§ **Problem requirements**
Gather every line in the data below that contains the word "field", and copy each such line in full.

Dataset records
________________

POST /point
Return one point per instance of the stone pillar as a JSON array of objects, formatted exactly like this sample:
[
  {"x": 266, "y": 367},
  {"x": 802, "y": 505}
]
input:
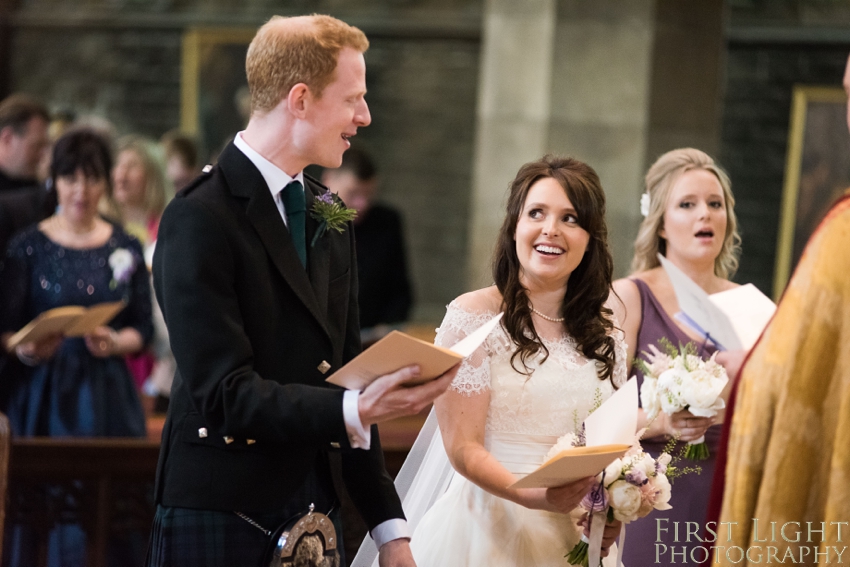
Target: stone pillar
[
  {"x": 512, "y": 117},
  {"x": 605, "y": 93}
]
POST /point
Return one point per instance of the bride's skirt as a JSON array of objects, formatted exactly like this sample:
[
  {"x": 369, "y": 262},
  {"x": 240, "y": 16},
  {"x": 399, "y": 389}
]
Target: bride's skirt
[{"x": 469, "y": 527}]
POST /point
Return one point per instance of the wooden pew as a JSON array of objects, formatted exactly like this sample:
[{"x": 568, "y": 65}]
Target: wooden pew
[{"x": 101, "y": 473}]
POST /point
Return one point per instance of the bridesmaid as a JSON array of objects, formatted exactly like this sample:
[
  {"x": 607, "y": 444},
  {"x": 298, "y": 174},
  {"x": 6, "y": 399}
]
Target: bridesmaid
[{"x": 691, "y": 221}]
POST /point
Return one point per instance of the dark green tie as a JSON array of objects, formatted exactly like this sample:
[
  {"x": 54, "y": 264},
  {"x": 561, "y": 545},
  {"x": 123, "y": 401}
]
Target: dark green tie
[{"x": 296, "y": 212}]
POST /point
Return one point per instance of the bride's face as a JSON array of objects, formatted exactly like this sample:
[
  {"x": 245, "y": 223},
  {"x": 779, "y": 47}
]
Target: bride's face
[{"x": 549, "y": 241}]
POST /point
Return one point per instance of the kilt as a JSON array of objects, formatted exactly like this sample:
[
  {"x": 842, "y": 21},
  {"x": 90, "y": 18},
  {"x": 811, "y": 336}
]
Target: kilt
[{"x": 182, "y": 537}]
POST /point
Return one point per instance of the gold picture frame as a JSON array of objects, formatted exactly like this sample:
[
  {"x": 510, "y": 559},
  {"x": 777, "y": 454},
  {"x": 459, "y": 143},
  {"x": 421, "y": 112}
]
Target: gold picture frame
[
  {"x": 213, "y": 86},
  {"x": 817, "y": 171}
]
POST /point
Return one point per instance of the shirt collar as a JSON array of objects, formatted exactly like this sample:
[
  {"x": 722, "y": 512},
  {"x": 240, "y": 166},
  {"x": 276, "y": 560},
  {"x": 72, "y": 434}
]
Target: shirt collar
[{"x": 275, "y": 177}]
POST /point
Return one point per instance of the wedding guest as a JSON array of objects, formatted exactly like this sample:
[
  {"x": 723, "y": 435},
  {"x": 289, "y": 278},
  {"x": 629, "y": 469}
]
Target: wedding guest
[
  {"x": 787, "y": 457},
  {"x": 535, "y": 379},
  {"x": 23, "y": 139},
  {"x": 181, "y": 158},
  {"x": 140, "y": 193},
  {"x": 690, "y": 219},
  {"x": 23, "y": 199},
  {"x": 77, "y": 387},
  {"x": 141, "y": 189},
  {"x": 385, "y": 296}
]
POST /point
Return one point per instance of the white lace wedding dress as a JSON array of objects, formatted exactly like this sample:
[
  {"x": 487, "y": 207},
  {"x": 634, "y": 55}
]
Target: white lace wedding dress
[{"x": 465, "y": 525}]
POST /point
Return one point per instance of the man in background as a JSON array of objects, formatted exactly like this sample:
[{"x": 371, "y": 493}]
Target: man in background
[
  {"x": 23, "y": 200},
  {"x": 385, "y": 294},
  {"x": 23, "y": 140}
]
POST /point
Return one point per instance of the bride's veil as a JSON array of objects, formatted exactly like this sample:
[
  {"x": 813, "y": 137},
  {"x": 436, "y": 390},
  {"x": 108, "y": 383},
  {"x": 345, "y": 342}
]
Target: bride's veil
[{"x": 424, "y": 477}]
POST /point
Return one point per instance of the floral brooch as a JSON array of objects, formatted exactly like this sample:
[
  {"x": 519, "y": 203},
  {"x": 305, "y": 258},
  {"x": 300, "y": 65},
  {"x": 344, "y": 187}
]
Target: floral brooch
[
  {"x": 329, "y": 210},
  {"x": 123, "y": 263}
]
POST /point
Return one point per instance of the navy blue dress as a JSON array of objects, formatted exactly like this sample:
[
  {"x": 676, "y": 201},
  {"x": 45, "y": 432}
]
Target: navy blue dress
[{"x": 74, "y": 393}]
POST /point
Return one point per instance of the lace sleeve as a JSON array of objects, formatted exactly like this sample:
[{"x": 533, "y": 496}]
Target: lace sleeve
[
  {"x": 621, "y": 353},
  {"x": 473, "y": 377}
]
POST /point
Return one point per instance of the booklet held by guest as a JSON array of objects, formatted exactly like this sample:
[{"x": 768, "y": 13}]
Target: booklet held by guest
[
  {"x": 397, "y": 350},
  {"x": 732, "y": 319},
  {"x": 68, "y": 321},
  {"x": 609, "y": 432}
]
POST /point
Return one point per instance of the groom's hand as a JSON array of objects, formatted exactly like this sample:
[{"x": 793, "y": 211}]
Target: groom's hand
[
  {"x": 396, "y": 553},
  {"x": 392, "y": 395}
]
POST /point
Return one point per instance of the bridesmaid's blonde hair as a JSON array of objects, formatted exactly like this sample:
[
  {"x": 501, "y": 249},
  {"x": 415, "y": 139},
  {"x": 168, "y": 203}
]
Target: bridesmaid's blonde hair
[{"x": 660, "y": 179}]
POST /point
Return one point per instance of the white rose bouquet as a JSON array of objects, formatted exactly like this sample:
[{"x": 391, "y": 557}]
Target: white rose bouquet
[
  {"x": 679, "y": 379},
  {"x": 628, "y": 489}
]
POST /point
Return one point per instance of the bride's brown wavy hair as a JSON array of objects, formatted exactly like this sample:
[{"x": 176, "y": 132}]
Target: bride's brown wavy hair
[{"x": 586, "y": 318}]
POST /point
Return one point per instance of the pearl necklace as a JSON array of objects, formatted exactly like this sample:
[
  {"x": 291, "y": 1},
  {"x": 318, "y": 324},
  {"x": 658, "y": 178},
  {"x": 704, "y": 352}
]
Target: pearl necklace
[{"x": 553, "y": 319}]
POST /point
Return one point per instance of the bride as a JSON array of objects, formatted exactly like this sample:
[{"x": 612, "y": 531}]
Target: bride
[{"x": 554, "y": 358}]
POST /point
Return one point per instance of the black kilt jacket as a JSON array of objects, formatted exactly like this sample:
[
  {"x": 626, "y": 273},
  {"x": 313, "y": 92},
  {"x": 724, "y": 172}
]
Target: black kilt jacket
[{"x": 251, "y": 417}]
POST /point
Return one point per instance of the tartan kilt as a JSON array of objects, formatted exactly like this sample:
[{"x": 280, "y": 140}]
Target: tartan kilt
[{"x": 183, "y": 537}]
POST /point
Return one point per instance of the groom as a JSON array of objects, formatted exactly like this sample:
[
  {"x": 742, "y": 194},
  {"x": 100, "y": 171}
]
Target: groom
[{"x": 260, "y": 310}]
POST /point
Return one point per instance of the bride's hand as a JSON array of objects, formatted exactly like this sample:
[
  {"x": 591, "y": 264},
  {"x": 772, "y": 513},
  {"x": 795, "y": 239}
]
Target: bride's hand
[{"x": 563, "y": 499}]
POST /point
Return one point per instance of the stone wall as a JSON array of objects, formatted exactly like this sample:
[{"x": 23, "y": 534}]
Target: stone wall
[{"x": 121, "y": 60}]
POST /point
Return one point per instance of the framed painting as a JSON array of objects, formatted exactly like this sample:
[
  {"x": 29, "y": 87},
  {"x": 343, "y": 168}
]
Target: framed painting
[
  {"x": 817, "y": 171},
  {"x": 215, "y": 103}
]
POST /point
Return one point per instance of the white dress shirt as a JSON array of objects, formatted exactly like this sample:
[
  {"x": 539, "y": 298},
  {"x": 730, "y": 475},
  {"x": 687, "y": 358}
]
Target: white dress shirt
[{"x": 359, "y": 436}]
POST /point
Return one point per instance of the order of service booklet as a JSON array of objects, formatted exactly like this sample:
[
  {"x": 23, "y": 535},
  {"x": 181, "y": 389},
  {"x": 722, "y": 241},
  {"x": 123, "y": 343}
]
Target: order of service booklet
[
  {"x": 397, "y": 350},
  {"x": 609, "y": 433},
  {"x": 733, "y": 319},
  {"x": 68, "y": 321}
]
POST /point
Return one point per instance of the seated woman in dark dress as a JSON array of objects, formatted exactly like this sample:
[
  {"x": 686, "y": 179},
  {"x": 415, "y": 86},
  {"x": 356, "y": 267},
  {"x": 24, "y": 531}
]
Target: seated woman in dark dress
[
  {"x": 690, "y": 219},
  {"x": 77, "y": 387}
]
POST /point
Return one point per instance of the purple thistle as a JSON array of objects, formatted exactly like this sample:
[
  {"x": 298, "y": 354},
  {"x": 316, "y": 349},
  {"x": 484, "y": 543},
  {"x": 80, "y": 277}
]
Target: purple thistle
[
  {"x": 596, "y": 500},
  {"x": 636, "y": 477}
]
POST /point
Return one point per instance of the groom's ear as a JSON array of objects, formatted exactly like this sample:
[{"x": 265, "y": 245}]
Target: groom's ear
[{"x": 298, "y": 99}]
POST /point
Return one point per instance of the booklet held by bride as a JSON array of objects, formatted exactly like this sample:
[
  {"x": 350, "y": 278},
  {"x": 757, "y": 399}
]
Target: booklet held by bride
[
  {"x": 609, "y": 431},
  {"x": 68, "y": 321},
  {"x": 397, "y": 350}
]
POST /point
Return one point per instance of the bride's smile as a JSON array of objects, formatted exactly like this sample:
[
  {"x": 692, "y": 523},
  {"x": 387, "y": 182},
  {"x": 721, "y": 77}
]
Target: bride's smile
[{"x": 550, "y": 242}]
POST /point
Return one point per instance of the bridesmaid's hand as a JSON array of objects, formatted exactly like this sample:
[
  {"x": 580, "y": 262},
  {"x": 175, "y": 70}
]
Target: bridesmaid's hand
[
  {"x": 34, "y": 353},
  {"x": 102, "y": 342},
  {"x": 612, "y": 530},
  {"x": 685, "y": 424}
]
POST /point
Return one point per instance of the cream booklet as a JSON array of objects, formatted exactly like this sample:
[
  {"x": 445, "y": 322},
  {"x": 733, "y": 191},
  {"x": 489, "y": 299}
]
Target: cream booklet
[
  {"x": 398, "y": 350},
  {"x": 609, "y": 433},
  {"x": 733, "y": 319},
  {"x": 68, "y": 321}
]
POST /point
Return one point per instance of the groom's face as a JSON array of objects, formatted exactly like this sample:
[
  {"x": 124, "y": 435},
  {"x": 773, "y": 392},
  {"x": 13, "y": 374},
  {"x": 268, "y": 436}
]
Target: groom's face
[{"x": 333, "y": 118}]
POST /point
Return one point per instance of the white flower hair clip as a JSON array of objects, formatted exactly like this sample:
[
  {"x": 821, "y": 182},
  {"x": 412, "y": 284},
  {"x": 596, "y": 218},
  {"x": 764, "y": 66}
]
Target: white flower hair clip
[{"x": 644, "y": 204}]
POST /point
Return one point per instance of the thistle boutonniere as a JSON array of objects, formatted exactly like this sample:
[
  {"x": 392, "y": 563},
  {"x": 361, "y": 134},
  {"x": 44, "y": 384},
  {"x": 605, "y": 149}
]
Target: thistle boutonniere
[
  {"x": 123, "y": 263},
  {"x": 331, "y": 212}
]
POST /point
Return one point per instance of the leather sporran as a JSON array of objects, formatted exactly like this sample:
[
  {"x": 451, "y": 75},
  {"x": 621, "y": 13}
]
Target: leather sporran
[{"x": 307, "y": 540}]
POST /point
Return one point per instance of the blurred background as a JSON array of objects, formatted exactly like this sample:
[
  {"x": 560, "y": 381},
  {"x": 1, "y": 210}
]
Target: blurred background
[{"x": 463, "y": 92}]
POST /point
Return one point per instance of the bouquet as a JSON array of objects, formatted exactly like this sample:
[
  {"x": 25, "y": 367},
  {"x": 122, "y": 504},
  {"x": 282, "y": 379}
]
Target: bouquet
[
  {"x": 628, "y": 489},
  {"x": 679, "y": 379}
]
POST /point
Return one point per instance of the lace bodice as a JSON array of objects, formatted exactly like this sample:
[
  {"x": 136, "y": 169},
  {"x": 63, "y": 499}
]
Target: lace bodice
[{"x": 554, "y": 400}]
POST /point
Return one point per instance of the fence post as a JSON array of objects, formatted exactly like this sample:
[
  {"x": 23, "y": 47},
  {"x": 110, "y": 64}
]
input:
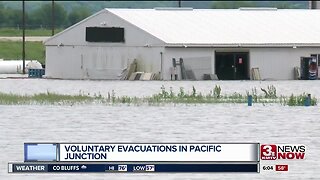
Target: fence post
[{"x": 249, "y": 100}]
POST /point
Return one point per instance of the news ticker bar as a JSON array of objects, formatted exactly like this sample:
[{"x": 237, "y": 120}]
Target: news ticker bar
[
  {"x": 141, "y": 152},
  {"x": 130, "y": 168}
]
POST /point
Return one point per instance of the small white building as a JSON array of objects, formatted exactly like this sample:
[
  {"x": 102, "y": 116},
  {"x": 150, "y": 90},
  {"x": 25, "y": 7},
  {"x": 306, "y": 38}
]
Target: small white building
[{"x": 228, "y": 43}]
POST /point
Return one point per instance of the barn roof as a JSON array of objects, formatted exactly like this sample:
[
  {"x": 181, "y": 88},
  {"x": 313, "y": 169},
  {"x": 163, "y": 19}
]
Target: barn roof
[{"x": 232, "y": 27}]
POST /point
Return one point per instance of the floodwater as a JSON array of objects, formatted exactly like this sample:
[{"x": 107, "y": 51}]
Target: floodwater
[{"x": 274, "y": 124}]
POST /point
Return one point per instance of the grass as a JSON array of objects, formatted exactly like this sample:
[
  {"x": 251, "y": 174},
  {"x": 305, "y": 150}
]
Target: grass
[
  {"x": 163, "y": 97},
  {"x": 29, "y": 32},
  {"x": 13, "y": 50}
]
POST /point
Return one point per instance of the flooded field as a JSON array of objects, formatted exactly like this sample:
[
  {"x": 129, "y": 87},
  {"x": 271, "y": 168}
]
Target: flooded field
[{"x": 169, "y": 123}]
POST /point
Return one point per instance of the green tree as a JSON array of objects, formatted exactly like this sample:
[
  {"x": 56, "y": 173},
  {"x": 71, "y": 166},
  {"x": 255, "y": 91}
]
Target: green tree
[
  {"x": 43, "y": 16},
  {"x": 78, "y": 14},
  {"x": 232, "y": 4}
]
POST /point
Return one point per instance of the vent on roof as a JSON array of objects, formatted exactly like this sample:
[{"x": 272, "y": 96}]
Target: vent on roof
[
  {"x": 257, "y": 9},
  {"x": 174, "y": 9}
]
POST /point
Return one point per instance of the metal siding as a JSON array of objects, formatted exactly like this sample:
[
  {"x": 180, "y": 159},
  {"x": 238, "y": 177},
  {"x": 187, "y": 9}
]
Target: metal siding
[
  {"x": 76, "y": 34},
  {"x": 191, "y": 55},
  {"x": 278, "y": 63},
  {"x": 79, "y": 62}
]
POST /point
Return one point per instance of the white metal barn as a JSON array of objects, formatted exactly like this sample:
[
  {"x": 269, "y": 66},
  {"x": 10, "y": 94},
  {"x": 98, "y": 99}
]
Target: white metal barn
[{"x": 228, "y": 43}]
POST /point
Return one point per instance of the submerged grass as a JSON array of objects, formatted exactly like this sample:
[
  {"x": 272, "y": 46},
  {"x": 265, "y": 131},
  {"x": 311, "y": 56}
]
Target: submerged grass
[{"x": 163, "y": 97}]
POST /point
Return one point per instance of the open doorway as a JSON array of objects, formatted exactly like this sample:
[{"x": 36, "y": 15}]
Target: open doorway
[{"x": 232, "y": 65}]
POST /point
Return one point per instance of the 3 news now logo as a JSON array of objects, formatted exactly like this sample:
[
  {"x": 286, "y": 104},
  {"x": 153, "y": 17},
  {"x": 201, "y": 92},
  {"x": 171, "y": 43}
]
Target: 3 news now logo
[{"x": 285, "y": 151}]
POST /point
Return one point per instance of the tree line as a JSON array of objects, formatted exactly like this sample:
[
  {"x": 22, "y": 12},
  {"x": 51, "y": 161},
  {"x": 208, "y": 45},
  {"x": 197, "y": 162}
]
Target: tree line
[{"x": 42, "y": 16}]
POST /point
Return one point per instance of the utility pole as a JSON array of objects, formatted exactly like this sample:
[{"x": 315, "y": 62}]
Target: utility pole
[
  {"x": 23, "y": 39},
  {"x": 52, "y": 18}
]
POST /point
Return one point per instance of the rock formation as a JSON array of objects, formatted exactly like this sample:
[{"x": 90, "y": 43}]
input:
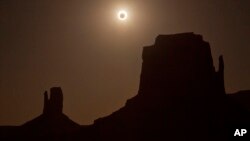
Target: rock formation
[
  {"x": 181, "y": 97},
  {"x": 54, "y": 105}
]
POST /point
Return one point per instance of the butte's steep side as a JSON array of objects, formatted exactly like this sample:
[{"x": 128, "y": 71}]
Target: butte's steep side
[{"x": 181, "y": 96}]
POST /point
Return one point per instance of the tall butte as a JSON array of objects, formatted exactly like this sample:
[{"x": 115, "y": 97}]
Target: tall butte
[{"x": 180, "y": 95}]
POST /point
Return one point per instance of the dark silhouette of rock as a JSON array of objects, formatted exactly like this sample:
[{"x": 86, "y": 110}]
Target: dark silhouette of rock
[
  {"x": 54, "y": 105},
  {"x": 181, "y": 97}
]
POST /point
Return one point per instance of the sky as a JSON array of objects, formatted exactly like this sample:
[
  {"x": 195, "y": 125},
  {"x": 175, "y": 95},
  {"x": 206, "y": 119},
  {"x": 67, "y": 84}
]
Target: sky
[{"x": 81, "y": 46}]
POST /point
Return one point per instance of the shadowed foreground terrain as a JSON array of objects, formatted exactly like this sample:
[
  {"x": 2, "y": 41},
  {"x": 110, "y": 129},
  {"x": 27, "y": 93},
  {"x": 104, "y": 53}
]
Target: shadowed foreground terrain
[{"x": 181, "y": 97}]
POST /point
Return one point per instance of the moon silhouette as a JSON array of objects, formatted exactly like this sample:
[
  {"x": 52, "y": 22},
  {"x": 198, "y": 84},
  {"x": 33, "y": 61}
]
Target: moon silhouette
[{"x": 122, "y": 15}]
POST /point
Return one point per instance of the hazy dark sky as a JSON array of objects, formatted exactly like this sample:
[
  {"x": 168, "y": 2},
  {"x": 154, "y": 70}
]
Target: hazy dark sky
[{"x": 82, "y": 47}]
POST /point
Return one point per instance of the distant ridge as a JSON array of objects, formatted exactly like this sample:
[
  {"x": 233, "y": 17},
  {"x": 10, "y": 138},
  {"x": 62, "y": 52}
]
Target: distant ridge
[{"x": 181, "y": 97}]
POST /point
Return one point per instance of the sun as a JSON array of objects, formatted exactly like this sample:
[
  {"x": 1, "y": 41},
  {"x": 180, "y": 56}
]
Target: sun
[{"x": 122, "y": 15}]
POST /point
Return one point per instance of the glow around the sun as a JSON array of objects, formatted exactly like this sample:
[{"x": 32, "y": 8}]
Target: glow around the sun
[{"x": 122, "y": 15}]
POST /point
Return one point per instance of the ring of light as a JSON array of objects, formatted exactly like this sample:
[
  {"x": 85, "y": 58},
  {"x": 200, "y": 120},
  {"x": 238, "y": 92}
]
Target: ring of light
[{"x": 122, "y": 15}]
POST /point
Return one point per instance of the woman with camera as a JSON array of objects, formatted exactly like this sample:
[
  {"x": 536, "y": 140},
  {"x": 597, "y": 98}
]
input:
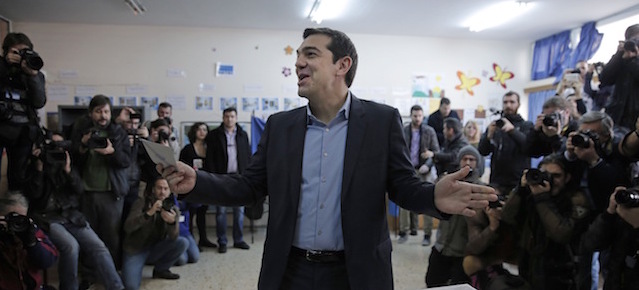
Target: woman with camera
[
  {"x": 550, "y": 217},
  {"x": 152, "y": 236},
  {"x": 21, "y": 94}
]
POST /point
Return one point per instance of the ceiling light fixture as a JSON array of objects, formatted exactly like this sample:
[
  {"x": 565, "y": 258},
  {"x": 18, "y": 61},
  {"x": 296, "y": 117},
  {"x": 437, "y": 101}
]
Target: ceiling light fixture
[
  {"x": 136, "y": 6},
  {"x": 326, "y": 9},
  {"x": 496, "y": 15}
]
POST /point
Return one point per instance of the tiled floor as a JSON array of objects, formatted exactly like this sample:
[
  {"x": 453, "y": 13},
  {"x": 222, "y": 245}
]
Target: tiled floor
[{"x": 239, "y": 269}]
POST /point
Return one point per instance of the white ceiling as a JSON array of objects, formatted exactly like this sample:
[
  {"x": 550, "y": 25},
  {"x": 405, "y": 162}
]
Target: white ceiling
[{"x": 435, "y": 18}]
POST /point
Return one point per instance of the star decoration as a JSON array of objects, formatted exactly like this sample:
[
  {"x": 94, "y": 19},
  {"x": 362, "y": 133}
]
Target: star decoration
[
  {"x": 288, "y": 50},
  {"x": 286, "y": 71}
]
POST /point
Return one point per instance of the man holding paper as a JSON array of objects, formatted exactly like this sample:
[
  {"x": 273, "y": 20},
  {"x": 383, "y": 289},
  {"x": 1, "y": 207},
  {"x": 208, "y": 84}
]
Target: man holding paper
[{"x": 326, "y": 168}]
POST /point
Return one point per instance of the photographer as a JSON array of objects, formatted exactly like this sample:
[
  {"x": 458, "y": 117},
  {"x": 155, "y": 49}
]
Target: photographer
[
  {"x": 594, "y": 158},
  {"x": 151, "y": 236},
  {"x": 551, "y": 128},
  {"x": 549, "y": 217},
  {"x": 617, "y": 229},
  {"x": 101, "y": 155},
  {"x": 622, "y": 71},
  {"x": 505, "y": 138},
  {"x": 54, "y": 191},
  {"x": 130, "y": 121},
  {"x": 21, "y": 94},
  {"x": 24, "y": 249}
]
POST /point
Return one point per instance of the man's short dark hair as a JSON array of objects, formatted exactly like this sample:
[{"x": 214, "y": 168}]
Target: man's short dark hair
[
  {"x": 416, "y": 108},
  {"x": 193, "y": 131},
  {"x": 165, "y": 105},
  {"x": 453, "y": 123},
  {"x": 228, "y": 110},
  {"x": 15, "y": 38},
  {"x": 512, "y": 93},
  {"x": 99, "y": 101},
  {"x": 341, "y": 46}
]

________________

§ **Response below**
Return one point per instance of the flooded field as a JSON array of objects, formatted exactly like this sample:
Target: flooded field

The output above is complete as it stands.